::: Given text :::
The Real Reason Ultra-Processed Foods Make You Overeat

3 min read

Cellophane-wrapped bread, strawberry-flavored yogurt, whole grain breakfast cereal, protein snack bars, gummy bears, hot dog sausages, supermarket cupcakes, microwave lasagne… The list of ultra-processed foods (UPFs) goes on and on.

Any food made industrially, with ingredients or techniques you wouldn't find in a home kitchen, is technically UPF. In the UK and US, that's more than half of the average person's diet.

Eating more of this food is associated with a higher risk of obesity, type 2 diabetes, heart disease and various cancers. If you glance at a ready meal's long ingredients list, you might assume that all its unfamiliar additives are the main reason why.

You're not totally misguided. Some chemicals added to UPFs may lead to poorer health outcomes — certain food dyes are linked with hyperactivity in children, some preservatives in processed meat with heightened cancer risk, and specific emulsifiers may damage the gut microbiome.

Clearly, that's a problem — but it's not the whole story. Increasingly, scientists are pointing to a less obvious culprit: texture.

Prof Sarah Berry, nutrition scientist at King's College London, says the real issue with ultra-processed food isn't just the additives and emulsifiers. "Ultra-processed food generally has had its texture changed so it's very soft," she explains. The result: you eat it more quickly, and end up eating more of it.

In a landmark study led by nutrition scientist Kevin Hall, 20 participants ate either a minimally or ultra-processed diet for two weeks, then switched. Meals were nutritionally matched, and participants could eat as much as they liked.

When eating the ultra-processed meals, participants consumed an average of 500 extra calories per day — mainly from fat and carbs — and gained almost 1kg of weight. One major difference stood out: they ate ultra-processed meals more quickly.

"We've been able to show for years now that eating faster means you're going to consume more energy," says Prof Ciarán Forde of Wageningen University. Speeding up eating by 20 percent, his research shows, leads to consuming 11 – 15 percent more calories.
:::
(To do)
Return the article on ultra-processed foods and overeating above in full, word for word.
::: Material supplied :::
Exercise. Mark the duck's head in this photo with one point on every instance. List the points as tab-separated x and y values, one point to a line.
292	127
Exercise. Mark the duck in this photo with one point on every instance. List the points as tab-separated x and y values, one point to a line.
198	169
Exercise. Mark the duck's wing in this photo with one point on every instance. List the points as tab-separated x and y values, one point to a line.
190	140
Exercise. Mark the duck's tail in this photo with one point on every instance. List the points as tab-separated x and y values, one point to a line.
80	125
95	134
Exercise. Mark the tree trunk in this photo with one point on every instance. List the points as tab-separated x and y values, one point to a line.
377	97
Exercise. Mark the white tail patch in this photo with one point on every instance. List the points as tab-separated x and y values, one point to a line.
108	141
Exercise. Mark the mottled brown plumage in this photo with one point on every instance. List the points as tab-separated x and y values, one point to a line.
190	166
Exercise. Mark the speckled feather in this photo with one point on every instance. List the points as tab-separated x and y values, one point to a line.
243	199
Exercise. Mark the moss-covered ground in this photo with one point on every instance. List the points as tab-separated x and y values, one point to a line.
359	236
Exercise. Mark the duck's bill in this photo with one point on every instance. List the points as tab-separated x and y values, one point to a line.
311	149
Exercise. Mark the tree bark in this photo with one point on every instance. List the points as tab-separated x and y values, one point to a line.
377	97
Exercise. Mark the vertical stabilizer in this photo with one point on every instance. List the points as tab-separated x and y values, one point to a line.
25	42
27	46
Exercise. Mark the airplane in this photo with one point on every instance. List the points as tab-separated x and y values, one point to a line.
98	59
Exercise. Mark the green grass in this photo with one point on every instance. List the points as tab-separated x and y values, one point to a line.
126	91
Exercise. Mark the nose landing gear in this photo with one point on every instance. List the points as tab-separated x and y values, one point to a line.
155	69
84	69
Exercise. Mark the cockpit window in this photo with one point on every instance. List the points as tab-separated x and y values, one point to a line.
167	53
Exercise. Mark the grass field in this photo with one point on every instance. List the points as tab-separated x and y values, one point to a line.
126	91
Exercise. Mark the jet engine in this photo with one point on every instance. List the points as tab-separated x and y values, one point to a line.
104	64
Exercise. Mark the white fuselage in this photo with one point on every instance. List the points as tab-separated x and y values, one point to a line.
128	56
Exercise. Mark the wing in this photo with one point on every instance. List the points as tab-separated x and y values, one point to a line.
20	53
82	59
:::
(Task result)
The Real Reason Ultra-Processed Foods Make You Overeat

3 min read

Cellophane-wrapped bread, strawberry-flavored yogurt, whole grain breakfast cereal, protein snack bars, gummy bears, hot dog sausages, supermarket cupcakes, microwave lasagne… The list of ultra-processed foods (UPFs) goes on and on.

Any food made industrially, with ingredients or techniques you wouldn't find in a home kitchen, is technically UPF. In the UK and US, that's more than half of the average person's diet.

Eating more of this food is associated with a higher risk of obesity, type 2 diabetes, heart disease and various cancers. If you glance at a ready meal's long ingredients list, you might assume that all its unfamiliar additives are the main reason why.

You're not totally misguided. Some chemicals added to UPFs may lead to poorer health outcomes — certain food dyes are linked with hyperactivity in children, some preservatives in processed meat with heightened cancer risk, and specific emulsifiers may damage the gut microbiome.

Clearly, that's a problem — but it's not the whole story. Increasingly, scientists are pointing to a less obvious culprit: texture.

Prof Sarah Berry, nutrition scientist at King's College London, says the real issue with ultra-processed food isn't just the additives and emulsifiers. "Ultra-processed food generally has had its texture changed so it's very soft," she explains. The result: you eat it more quickly, and end up eating more of it.

In a landmark study led by nutrition scientist Kevin Hall, 20 participants ate either a minimally or ultra-processed diet for two weeks, then switched. Meals were nutritionally matched, and participants could eat as much as they liked.

When eating the ultra-processed meals, participants consumed an average of 500 extra calories per day — mainly from fat and carbs — and gained almost 1kg of weight. One major difference stood out: they ate ultra-processed meals more quickly.

"We've been able to show for years now that eating faster means you're going to consume more energy," says Prof Ciarán Forde of Wageningen University. Speeding up eating by 20 percent, his research shows, leads to consuming 11 – 15 percent more calories.